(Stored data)
........

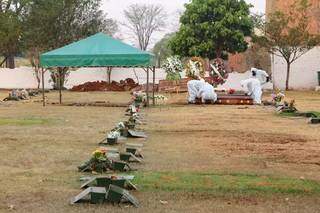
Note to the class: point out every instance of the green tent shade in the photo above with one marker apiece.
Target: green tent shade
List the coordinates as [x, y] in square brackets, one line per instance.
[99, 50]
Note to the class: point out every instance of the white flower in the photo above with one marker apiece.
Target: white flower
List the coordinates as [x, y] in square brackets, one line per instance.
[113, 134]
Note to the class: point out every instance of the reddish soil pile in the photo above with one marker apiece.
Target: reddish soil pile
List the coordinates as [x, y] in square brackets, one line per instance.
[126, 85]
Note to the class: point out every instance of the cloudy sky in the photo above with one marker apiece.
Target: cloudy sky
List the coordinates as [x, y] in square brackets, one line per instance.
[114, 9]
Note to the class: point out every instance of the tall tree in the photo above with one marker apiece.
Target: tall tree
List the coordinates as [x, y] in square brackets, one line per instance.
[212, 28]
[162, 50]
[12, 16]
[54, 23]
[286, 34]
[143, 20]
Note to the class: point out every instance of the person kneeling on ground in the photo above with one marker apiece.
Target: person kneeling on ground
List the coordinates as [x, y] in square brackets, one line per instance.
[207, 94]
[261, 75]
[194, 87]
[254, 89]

........

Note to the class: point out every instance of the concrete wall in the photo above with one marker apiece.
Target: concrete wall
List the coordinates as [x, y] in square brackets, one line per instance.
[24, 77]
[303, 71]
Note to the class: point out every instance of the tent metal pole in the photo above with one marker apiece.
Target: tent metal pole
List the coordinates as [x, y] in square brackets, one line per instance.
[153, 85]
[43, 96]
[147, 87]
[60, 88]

........

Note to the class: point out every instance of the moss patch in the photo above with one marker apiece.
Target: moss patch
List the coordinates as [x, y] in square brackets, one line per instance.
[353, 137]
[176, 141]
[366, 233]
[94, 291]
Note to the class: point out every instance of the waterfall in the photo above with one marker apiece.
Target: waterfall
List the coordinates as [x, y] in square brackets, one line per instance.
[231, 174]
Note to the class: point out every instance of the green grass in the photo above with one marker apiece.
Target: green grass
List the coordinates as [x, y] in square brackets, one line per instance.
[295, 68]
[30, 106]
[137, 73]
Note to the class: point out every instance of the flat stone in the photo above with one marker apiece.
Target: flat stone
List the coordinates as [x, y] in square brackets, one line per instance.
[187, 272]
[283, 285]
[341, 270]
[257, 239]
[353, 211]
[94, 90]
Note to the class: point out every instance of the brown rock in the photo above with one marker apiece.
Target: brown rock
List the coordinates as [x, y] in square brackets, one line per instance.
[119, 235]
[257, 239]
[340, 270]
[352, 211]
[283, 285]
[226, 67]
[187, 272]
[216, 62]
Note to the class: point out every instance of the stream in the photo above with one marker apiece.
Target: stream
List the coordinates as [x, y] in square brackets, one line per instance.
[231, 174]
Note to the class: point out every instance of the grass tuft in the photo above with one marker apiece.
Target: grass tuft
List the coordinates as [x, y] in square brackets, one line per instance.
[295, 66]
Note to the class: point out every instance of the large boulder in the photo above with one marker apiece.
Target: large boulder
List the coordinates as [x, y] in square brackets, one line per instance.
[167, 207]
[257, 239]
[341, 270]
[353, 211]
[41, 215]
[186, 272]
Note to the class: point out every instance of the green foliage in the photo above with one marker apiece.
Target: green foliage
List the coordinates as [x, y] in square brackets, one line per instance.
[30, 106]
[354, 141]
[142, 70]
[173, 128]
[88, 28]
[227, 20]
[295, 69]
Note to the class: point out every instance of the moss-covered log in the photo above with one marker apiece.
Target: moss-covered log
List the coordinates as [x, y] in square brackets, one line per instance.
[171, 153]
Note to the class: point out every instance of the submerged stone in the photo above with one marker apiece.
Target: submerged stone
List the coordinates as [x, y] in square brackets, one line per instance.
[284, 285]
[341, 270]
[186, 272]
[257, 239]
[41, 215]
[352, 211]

........

Where a line of the records above holds the word "pile", copy that line.

Note to the class: point out every instance of the reddish soil pile in the photo above with one marker apiece.
Target: reddish soil pile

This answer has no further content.